▶ _Exercise description_
Extract each line below that contains the word "leaf".
--- start of The data ---
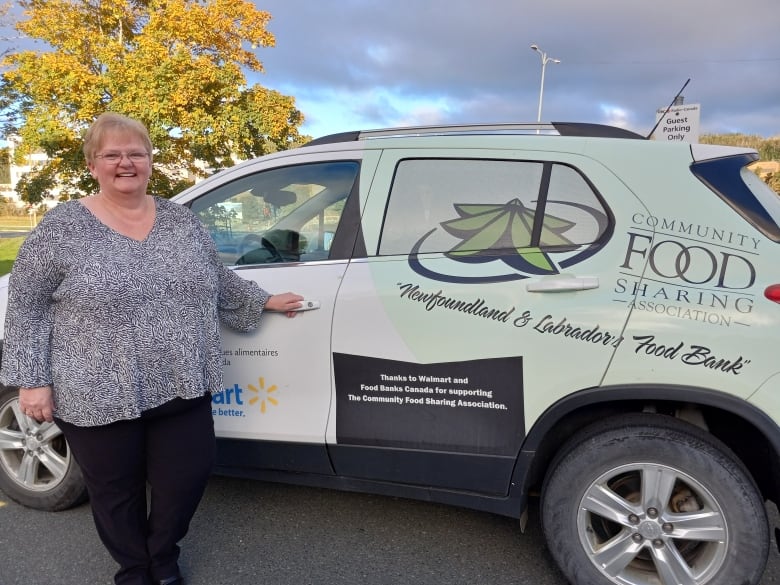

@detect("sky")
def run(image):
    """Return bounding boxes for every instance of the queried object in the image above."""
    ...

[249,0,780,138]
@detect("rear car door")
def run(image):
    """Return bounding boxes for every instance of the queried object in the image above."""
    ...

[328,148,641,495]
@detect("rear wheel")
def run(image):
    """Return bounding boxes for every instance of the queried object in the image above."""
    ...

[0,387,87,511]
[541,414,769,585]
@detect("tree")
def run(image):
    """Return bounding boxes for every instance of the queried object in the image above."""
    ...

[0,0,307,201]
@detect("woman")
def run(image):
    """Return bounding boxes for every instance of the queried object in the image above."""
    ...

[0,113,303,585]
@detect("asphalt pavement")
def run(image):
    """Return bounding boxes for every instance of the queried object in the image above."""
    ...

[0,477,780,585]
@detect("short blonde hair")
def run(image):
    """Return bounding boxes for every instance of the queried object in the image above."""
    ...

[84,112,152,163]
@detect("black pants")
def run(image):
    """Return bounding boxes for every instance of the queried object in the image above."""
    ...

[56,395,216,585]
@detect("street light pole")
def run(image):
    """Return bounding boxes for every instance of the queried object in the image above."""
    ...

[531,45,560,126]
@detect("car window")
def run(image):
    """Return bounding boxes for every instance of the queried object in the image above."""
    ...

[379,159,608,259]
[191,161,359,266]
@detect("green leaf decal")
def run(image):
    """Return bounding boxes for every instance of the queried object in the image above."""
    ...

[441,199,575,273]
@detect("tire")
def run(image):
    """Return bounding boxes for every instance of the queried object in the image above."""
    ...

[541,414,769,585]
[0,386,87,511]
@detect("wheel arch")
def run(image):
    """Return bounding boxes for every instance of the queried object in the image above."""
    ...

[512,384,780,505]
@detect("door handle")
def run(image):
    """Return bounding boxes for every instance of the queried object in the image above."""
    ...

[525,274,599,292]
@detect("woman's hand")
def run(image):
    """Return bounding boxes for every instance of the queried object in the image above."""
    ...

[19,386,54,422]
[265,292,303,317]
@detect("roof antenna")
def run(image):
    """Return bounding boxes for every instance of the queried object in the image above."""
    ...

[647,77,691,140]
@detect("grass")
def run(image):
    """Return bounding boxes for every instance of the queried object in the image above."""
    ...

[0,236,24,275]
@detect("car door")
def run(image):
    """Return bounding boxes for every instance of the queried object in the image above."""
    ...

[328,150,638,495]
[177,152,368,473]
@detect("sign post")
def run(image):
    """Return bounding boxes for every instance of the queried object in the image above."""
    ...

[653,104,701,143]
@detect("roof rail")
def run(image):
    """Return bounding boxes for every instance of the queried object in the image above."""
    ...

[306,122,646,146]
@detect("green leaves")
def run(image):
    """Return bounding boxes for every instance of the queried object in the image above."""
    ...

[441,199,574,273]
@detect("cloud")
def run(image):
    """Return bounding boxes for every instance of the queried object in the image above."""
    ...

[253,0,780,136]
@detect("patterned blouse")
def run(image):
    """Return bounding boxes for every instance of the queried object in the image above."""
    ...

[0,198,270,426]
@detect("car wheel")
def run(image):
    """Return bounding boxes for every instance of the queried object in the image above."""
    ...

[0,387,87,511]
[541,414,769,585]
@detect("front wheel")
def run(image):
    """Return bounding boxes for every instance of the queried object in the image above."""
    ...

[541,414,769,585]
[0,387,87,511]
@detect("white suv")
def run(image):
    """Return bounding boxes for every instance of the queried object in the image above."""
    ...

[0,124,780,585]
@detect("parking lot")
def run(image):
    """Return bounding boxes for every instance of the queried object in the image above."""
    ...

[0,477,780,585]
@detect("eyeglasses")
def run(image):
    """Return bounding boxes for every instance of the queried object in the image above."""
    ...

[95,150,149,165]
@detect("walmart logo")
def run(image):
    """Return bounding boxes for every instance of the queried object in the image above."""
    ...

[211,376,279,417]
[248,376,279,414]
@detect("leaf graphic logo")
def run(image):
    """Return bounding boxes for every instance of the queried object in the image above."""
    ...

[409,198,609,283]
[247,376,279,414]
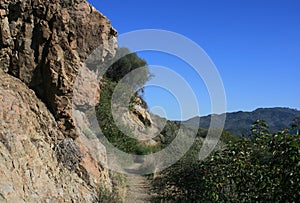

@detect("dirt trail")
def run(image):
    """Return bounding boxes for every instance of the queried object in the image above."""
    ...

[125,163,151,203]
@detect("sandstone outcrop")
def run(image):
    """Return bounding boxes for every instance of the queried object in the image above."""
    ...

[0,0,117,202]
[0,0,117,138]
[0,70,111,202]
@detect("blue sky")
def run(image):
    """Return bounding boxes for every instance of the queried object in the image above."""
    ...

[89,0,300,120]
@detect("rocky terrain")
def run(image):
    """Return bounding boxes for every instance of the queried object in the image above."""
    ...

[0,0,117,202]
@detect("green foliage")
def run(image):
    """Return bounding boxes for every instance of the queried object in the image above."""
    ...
--- end of The data ---
▶ _Written response_
@detect("green leaf decal")
@detect("leaf graphic logo")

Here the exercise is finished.